Rabu 21 Feb 2024 10:29 WIB

Ketua Komisi X: Fokus Selesaikan Bullying daripada Merdeka Belajar Berjilid-jilid

Respons cepat terhadap bullying ini jangan hanya menyasar kalangan high profile.

Ketua Komisi X DPR RI Syaiful Huda meminta Mendikbudristek Nadiem Makarim fokus menyelesaikan persoalan bullying secara menyeluruh.
Foto: DPR RI
Ketua Komisi X DPR RI Syaiful Huda meminta Mendikbudristek Nadiem Makarim fokus menyelesaikan persoalan bullying secara menyeluruh.

REPUBLIKA.CO.ID, JAKARTA - Bullying yang terjadi di lingkungan SMA Binus International School Serpong Tangerang Selatan menjadi indikasi masih belum selesainya pekerjaan rumah tentang penyelesaian dosa besar pendidikan. Kementerian Pendidikan Kebudayaan Riset dan Teknologi (Kemendikbudristek) didesak menjadikan penanganan perundungan di sekolah sebagai prioritas. 

Ketua Komisi X DPR RI Syaiful Huda mendesak Kemendikbudristek fokus pada masalah-masalah prioritas seperti bullying atau perundungan untuk diselesaikan secara komprehensif daripada mengeluarkan episode Merdeka Belajar berjilid-jilid namun minim implementasi. Sehingga, kata Huda, langkah tersebut bisa menjadi legacy Nadiem yang memasuki tahun terakhir masa kerjanya dalam Kabinet Indonesia Maju. 

Baca Juga

“Kami berharap ada legacy yang menjadi praktik baik dari era Mas Menteri untuk dijadikan prototipe kebijakan di era selanjutnya. Kami berharap praktik baik itu salah satunya dari penanganan kasus perundungan di lingkungan pendidikan,” kata Huda dalam keterangannya, Rabu (21/2/2024).

Seperti diketahui, terbongkarnya kasus perundungan di SMA Binus International School Serpong memicu keprihatinan banyak kalangan. Tetapi di sisi lain, menurut Huda, respons cepat para pemangku kepentingan terhadap kasus perundungan ini jangan hanya menyasar kalangan high profile

“Kasus bullying di Binus menjadi indikator jika kasus perundungan menjadi dosa besar di sekolah yang belum terselesaikan. Kendati demikian aksi cepat penanganan kasus tersebut jangan hanya dilakukan saat pelaku, korban, atau entitas penyelenggara pendidikan merupakan kalangan high profile,” ujar dia.

========================================================================

URAIAN TUGAS -
Jawablah pertanyaan berikut berdasarkan berita tentang perundungan di atas.
(a) Di sekolah mana terjadi kasus bullying yang disebut dalam berita tersebut?
(b) Pada hari dan tanggal berapa Syaiful Huda menyampaikan keterangannya?
(c) Menurut Huda, aksi cepat penanganan kasus jangan hanya dilakukan saat pihak mana saja merupakan kalangan high profile?

Entri anotasi koordinat:

========================================================================

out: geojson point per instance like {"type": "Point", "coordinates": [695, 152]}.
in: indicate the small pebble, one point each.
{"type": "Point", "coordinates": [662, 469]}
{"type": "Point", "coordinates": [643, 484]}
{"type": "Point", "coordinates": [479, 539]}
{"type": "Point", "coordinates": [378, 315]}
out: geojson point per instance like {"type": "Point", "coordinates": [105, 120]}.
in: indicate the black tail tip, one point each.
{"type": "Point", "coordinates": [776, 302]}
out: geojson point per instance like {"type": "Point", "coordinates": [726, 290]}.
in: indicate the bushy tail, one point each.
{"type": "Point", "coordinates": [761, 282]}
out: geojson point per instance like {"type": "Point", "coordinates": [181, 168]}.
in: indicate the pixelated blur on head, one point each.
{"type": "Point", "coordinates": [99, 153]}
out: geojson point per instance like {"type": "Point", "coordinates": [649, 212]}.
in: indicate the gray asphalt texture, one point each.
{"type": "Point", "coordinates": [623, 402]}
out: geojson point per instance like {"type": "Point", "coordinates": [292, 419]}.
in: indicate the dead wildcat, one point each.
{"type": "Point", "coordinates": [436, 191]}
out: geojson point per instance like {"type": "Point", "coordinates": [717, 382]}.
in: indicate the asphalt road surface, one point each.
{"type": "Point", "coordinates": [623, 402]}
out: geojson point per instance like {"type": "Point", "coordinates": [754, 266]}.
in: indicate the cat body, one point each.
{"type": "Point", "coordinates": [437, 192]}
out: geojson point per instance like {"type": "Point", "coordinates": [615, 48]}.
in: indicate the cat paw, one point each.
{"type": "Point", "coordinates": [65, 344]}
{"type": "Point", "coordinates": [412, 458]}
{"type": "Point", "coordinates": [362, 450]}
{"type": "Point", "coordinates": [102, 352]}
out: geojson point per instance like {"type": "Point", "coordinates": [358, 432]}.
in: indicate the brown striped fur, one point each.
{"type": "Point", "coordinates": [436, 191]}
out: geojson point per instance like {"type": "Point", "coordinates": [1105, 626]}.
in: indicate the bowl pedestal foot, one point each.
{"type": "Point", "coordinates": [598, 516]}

========================================================================

HASIL JAWABAN -
(a) SMA Binus International School Serpong, Tangerang Selatan.
(b) Rabu, 21 Februari 2024.
(c) Pelaku, korban, atau entitas penyelenggara pendidikan.